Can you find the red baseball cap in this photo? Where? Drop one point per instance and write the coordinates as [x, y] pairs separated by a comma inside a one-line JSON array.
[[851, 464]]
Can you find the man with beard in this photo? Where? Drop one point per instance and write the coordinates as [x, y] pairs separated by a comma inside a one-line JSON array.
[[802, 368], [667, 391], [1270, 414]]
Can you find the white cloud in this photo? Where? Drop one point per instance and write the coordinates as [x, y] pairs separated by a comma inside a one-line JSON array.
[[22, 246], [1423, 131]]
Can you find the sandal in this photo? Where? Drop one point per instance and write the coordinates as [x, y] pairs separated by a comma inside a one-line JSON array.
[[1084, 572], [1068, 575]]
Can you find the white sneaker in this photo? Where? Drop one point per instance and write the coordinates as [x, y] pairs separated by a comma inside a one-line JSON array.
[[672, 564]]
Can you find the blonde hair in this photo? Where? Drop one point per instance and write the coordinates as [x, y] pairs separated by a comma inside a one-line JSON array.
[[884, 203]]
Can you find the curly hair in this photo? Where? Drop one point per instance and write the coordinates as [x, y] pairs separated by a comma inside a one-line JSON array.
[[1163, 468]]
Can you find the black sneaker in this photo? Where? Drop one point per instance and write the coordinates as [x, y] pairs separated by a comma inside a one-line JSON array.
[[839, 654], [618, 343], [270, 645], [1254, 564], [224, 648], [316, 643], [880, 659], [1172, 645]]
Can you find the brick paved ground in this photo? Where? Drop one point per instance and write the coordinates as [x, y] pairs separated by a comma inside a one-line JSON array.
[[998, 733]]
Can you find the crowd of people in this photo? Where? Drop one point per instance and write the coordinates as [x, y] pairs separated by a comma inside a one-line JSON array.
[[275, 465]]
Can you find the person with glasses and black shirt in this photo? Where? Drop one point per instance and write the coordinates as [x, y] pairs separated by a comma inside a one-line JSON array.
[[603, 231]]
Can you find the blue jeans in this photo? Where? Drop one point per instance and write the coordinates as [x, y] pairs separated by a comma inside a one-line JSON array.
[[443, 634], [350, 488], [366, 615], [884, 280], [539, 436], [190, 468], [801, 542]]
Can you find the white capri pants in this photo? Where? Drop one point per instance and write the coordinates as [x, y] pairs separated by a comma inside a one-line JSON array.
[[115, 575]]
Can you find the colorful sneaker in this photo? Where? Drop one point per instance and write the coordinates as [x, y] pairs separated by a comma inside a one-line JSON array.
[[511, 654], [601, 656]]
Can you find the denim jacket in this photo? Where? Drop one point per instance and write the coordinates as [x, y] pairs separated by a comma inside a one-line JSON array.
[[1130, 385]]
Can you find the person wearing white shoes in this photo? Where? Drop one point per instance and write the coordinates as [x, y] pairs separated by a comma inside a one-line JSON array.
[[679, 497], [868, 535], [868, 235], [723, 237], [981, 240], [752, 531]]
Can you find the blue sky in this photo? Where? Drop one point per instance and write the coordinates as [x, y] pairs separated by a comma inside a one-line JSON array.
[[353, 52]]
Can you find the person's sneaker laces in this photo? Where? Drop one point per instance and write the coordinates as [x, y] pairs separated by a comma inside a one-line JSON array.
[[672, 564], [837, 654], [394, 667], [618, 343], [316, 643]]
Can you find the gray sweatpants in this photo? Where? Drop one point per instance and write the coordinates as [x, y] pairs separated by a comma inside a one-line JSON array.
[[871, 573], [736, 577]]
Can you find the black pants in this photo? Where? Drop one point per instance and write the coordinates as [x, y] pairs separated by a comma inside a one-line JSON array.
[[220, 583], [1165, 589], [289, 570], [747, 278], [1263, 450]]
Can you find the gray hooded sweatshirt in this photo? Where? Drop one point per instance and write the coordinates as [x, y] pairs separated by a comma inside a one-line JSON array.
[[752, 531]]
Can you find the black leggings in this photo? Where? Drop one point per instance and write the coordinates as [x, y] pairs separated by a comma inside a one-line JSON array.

_What is needed_: Turn all of the rows above into a numbered list and drop any blank lines.

_Answer for the task_:
1. Can you find the red baseball cap in this photo? Where? Drop one point per instance and write the coordinates as [x, y] pairs separated by a comma inside a one-line JSON array.
2. [[851, 464]]
3. Can you find the man with beard in this photo? Where? Drop one point per instance and write the coordinates as [x, y] pairs separated by a comma inside a one-line JSON array.
4. [[802, 368], [667, 391], [1270, 414]]
5. Can you find the white cloud in this photo? Where? Drop one point per instance and write the coordinates as [x, y] pairs separated by a comma inside a one-line JSON array.
6. [[22, 246], [1423, 131]]
7. Can you find the sandal in this photo? Where? Drop one point per instance and write the coordinates as [x, y] pairs separated by a comma inside a one-line JSON array.
8. [[1084, 572], [1068, 575]]
9. Can you find the white sneaker in this photo? Where? Drop one point per instance and write the coordinates as [x, y] pairs separated by a comma inside a one-line JSON array.
10. [[672, 564]]
11. Can you find the blonde hair in this photo? Where? Drop one point per instance and write the coordinates as [x, y] pairs separated by a comma inside a one-line JSON array.
12. [[884, 203]]
13. Can you find the curly hair in this photo? Where? Drop one point per instance and write the coordinates as [x, y] pairs separated by a comma inside a one-line JSON array.
14. [[1163, 468]]
15. Can you find the black sneaker in this photo? Where? Drop one point per instance and write the coordinates as [x, y] pairs separated by a comma inside a one-line JSON array.
16. [[839, 654], [618, 343], [270, 645], [1254, 564], [224, 648], [316, 643], [880, 659], [1172, 645]]
17. Can you find the brick paved ground in this photo? Where? Drop one point per instance and write the coordinates as [x, y] pairs separated by a comma inside a one-line JSON array.
18. [[998, 733]]
19. Can you find the crowd of people in this photo? Where? Drop one point per instance and write the coordinates as [x, y] pairs separated by a comma inside a one-line JSON array.
20. [[275, 465]]
21. Can you find the person with glasses and black shirt in this photo? Where? Drop one point per instance and write the coordinates as [x, y] pairs separated by a comma inside a one-line JSON array.
22. [[603, 231]]
23. Can you find the blue jeans in this photo? Where? Drop one point per instance and write the coordinates as [x, y] pairs separated by a comma inside a one-line JSON array.
24. [[443, 634], [350, 488], [366, 615], [884, 280], [539, 436], [190, 468], [801, 542]]
25. Can you find the white capri pants in this photo? Where? Drop one point per instance and write the coordinates as [x, y] pairs separated by a comma inside a one-line JSON array.
26. [[115, 575]]
27. Can you find the colorful sneaker in this photo? Where? Drop one point per instance and write the coordinates as [x, y] pairs separated by a comma inside a one-line JSON array.
28. [[511, 654], [601, 656]]
29. Can you find the denim jacket in this photo? Where? Drop one point per instance and write the coordinates as [x, y] pairs separated by a comma inside a one-line JSON array.
30. [[1130, 385]]
31. Can you find the person wearing white shoes in this photo? Where? Drop one point per instance and write the coordinates as [x, y] pairs separated by a comma inside a one-line JSON array.
32. [[679, 497], [868, 535], [868, 235], [723, 237], [981, 240], [752, 531]]
33. Can you find the blue sky in this photo? Where? Drop one point per instance and write the coordinates as [x, y] pairs separated by a comma inside a one-line JSON array.
34. [[353, 52]]
35. Can you find the person's sneaker laces in this photo? Where? Drop one point per instance and write the coordinates as [x, y] pairs separated by a comma inside a one-line JSON array.
36. [[672, 564], [837, 654], [394, 667], [618, 343], [316, 643]]
37. Can you find the gray sweatpants in this photo? Where? Drop one point per instance and write the coordinates as [x, y] pairs separated by a comma inside a one-line JSON array.
38. [[871, 573], [736, 577]]
39. Can you find the black pants in this photo? Where? Drop one point per instance and write the coordinates as [x, y] pairs separated by a comma inside a one-line JSON array.
40. [[220, 583], [1165, 589], [289, 570], [747, 278], [1263, 450]]
41. Can you find the gray hooded sweatshirt in this photo? Where? Drop one point per instance and write the coordinates as [x, y] pairs separated by a comma inside a one-line JSON array.
42. [[752, 531]]
43. Can you find the black leggings in this photo? Where? Drop one point per instance and write the coordinates as [x, y] pairs separated by a comma inside a one-line JSON array.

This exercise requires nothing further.